▶ **Exercise goal**: Could you continue the news report below on the police inquiry into the Bali bombing, picking up right after its final sentence?

Police yet to focus their inquiries on bomb source

Rendi A. Witular and Muhammad Nafik, The Jakarta Post, Kuta/Jakarta

Almost six weeks after the deadly Bali terrorist attacks, police
investigators are yet to focus their investigation on the source
of high explosives used to make the bombs.

"We have not yet focused our investigation on the source of
the explosives. It is still too early to move toward that," head
of the multinational inquiry team Insp. Gen. I Made Mangku
Pastika told The Jakarta Post in Denpasar, Bali.

He argued that with the arrest of at least six more suspects,
including Imam Samudra, who are believed to be the masterminds of
the Oct. 12 blast, would further pave the way to finding the
sources of the horrifying bomb.

However, analysts have said identifying the source of the high
explosives would significantly help the joint inquiry team find
the bombers, who may have been involved.

A probe into the sources of the explosives could open other
options of other parties -- not only those linked to al-Qaeda or
JI -- possibly playing a role in the bombings, they said.

Pastika had not yet begun to investigate the possibility of
any security personnel or national explosive producers and
distributors being involved in supplying the explosives.

Police had earlier found at the blast site traces of TNT and
RDX, a chemical in C-4, which are not available with general
public but usually found in military arsenals and companies
obtaining licenses to import and distribute such explosives.

These bomb-making materials were not among those that Amrozi,
the only suspect in custody so far, confessed to buying from the
Tidar Kimia chemical shop in Surabaya, East Java.

What Amrozi purchased from the shop were common chemicals such
as calcium chlorate, sulfur and aluminum powder, according to the
police.

The inquiry team has said that RDX, was only used as a booster
to detonate the high-powered bomb believed to be planted in
Amrozi's Mitsubishi van.

▶ **Data listing**:
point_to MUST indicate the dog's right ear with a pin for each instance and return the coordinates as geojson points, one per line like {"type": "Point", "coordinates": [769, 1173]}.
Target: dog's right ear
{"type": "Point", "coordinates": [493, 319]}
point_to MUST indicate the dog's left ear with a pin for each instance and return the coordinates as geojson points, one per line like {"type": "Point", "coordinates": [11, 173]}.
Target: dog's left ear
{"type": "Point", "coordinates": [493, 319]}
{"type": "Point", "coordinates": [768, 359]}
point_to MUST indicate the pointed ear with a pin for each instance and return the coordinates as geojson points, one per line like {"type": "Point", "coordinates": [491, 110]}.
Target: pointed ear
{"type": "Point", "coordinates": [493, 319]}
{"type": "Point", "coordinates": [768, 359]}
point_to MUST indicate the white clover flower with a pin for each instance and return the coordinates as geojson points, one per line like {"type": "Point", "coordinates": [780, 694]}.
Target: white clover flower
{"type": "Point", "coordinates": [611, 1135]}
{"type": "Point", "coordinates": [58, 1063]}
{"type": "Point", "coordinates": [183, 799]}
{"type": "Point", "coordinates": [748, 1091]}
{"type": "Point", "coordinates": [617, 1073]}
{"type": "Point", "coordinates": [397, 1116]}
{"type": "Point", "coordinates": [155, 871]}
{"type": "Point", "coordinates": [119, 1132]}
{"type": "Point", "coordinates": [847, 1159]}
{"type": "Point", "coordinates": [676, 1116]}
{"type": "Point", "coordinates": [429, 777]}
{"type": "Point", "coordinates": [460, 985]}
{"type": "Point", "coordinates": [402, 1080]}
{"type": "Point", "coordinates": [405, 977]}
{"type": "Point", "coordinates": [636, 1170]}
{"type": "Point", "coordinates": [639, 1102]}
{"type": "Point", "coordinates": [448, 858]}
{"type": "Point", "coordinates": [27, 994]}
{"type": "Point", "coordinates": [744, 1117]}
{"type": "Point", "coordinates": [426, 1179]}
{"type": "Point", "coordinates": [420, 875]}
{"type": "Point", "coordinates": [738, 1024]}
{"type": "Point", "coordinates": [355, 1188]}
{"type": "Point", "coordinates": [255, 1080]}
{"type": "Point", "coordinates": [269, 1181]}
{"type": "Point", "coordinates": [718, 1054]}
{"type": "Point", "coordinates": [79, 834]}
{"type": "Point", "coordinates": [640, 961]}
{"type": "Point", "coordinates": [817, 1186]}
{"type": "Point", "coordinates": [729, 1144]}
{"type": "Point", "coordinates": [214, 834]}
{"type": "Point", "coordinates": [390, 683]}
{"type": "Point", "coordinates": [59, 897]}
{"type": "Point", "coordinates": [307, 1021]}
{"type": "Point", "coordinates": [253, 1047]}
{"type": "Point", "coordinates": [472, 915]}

▶ **Answer to this task**:
Hari Fajar Sampurna, an explosive expert from P.T. Dahana --
one of the nine companies licensed to import and distribute
explosives to any interested parties -- said he could understand
if RDX was used only as a booster to detonate the ammonium
nitrate-made bomb.

"If RDX was the main ingredient of the bomb, the devastation
caused would have been much worse than that in Bali," he told the
Post on Monday.

But he doubted the Bali bombers were capable of assembling a
RDX-made booster without sophisticated equipment.

"A booster must be made with very solid material, like a
grenade, which cannot be made at home or other common places. It
must be made at a factory. Especially if it contains RDX," he
said.

C-4 was first manufactured in the United States and its
trading partners and other allies around the globe have access to
it.

The Indonesian Military (TNI) has denied in local media
reports ever having stored RDX or C4. However, PT Dahana
operations director Tanto Dirgantoro said on Monday his company
had imported RDX for limited parties including the military.

Bomb experts have said that given a lack of control by the
government, it was easy for buyers to obtain explosives in the
country.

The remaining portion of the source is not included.